▸ Your task: Make an exact copy of the listing below.
———
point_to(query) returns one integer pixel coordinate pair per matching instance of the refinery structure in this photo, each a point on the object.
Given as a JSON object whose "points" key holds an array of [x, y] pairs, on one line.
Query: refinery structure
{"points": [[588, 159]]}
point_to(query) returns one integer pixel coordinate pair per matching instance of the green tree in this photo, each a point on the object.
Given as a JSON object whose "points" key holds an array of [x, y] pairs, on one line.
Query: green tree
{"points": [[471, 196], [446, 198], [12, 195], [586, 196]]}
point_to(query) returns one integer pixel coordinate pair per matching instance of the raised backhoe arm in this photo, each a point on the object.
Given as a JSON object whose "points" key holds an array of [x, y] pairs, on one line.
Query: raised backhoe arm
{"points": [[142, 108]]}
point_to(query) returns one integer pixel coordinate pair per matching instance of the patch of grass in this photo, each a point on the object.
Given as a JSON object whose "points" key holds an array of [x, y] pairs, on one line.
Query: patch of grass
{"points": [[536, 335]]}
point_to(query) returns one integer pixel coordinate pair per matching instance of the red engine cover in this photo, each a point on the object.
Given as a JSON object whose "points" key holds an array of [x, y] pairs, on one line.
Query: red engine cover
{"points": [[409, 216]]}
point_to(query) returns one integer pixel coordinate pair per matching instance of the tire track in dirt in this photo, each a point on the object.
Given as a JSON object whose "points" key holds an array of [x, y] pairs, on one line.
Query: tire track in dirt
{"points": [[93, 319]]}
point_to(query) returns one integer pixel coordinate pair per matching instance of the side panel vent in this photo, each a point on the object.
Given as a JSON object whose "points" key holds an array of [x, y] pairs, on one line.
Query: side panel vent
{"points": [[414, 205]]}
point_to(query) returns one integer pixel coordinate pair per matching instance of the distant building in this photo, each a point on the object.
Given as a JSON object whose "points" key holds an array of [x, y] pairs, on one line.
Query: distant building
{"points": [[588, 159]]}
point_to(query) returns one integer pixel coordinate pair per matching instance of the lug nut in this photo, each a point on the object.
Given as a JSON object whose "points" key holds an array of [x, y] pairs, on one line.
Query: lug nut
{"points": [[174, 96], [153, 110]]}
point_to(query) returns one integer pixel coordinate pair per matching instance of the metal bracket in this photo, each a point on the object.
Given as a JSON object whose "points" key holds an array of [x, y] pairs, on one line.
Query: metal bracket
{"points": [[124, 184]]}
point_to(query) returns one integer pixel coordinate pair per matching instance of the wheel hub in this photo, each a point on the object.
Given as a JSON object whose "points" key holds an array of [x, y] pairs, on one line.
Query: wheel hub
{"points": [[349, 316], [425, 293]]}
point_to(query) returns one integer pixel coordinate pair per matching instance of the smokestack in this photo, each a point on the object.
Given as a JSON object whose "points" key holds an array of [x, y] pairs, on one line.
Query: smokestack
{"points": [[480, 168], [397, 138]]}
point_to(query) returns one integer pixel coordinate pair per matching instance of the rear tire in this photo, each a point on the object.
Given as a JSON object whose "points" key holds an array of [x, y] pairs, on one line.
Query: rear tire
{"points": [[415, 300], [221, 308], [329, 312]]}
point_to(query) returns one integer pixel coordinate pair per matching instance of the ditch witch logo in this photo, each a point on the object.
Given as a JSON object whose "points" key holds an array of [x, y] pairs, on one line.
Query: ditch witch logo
———
▸ Answer to the exercise:
point_to(query) returns one integer pixel coordinate pair per matching instance of the refinery structure in this photo, each a point on the object.
Given as a JSON object whose "points" key holds an array of [x, y] pairs, on one line.
Query: refinery structure
{"points": [[588, 159]]}
point_to(query) returns one integer pixel coordinate pair per matching instance of the green tree in this photo, each a point on the object.
Given as a JSON object whose "points" key holds an array of [x, y] pairs, on one line.
Query: green tree
{"points": [[471, 196], [446, 198], [12, 195], [586, 196]]}
point_to(query) returns one integer pixel coordinate pair per matching instance of the raised backhoe arm in this photo, each a point on the object.
Given as a JSON object whose "points" key holds an array of [x, y] pairs, on one line.
Query: raised backhoe arm
{"points": [[142, 108]]}
point_to(query) returns one integer pixel coordinate pair per matching instance of the patch of grass in this photo, each a point on the object.
Given as a JSON object whose "points" key holds an array of [x, y] pairs, on one line.
Query: patch of grass
{"points": [[536, 335]]}
point_to(query) returns one integer pixel coordinate pair per matching instance of the red engine cover in this photo, each a point on the object.
Given as a JSON object whose "points" key holds an array of [x, y] pairs, on one line.
Query: red engine cover
{"points": [[409, 216]]}
point_to(query) returns one integer pixel coordinate pair per matching instance of the tire track in dirt in this photo, each a point on the object.
Given as a JSON object whose "points" key holds an array of [x, y] pairs, on one line.
Query: tire track in dirt
{"points": [[93, 319]]}
point_to(query) returns one integer pixel coordinate pair per matching instance of the side panel vent in this photo, each a point on the object.
Given as a JSON object whose "points" key holds an array of [x, y] pairs, on one line.
Query: side panel vent
{"points": [[414, 205]]}
point_to(query) returns one integer pixel coordinate pair per matching instance of the distant building in this photo, each a point on the object.
Given as a JSON object whose "points" key holds an array of [x, y] pairs, on one line.
Query: distant building
{"points": [[588, 159]]}
point_to(query) returns one integer pixel coordinate pair per matching instance of the lug nut in this photo, each a point on the object.
Given as a JSON object whose "points" key holds an array of [x, y] pairs, on one line.
Query: lug nut
{"points": [[174, 96], [153, 110]]}
point_to(query) returns one integer pixel coordinate pair per matching instance of the metal bracket in this photo, each a point on the object.
Given as a JSON object whose "points" key holds an array of [x, y] pairs, on one line.
Query: metal bracket
{"points": [[124, 184]]}
point_to(query) returns one integer pixel coordinate pair per matching instance of the wheel hub in this photo, each a point on the object.
Given as a JSON object whose "points" key holds an array of [x, y] pairs, on one line.
Query: wheel hub
{"points": [[349, 316], [425, 293]]}
point_to(query) returns one integer pixel coordinate pair per matching instance of the smokestack in this photo, each a point on the object.
Given as a JSON object whose "points" key holds an array of [x, y] pairs, on one line.
Query: smokestack
{"points": [[480, 168], [397, 138]]}
point_to(query) returns one integer pixel coordinate pair per matching instance of the rear tire in this photo, each a point on the object.
Given as a JSON object whose "points" key holds an array of [x, y] pairs, on one line.
Query: rear tire
{"points": [[415, 300], [221, 308], [329, 312]]}
point_to(query) returns one integer pixel coordinate pair per matching instance of the ditch witch logo in this photo, each a point on the object.
Given as a JSON object whose "points" key holds an array of [x, y] pairs, on one line.
Query: ditch witch logo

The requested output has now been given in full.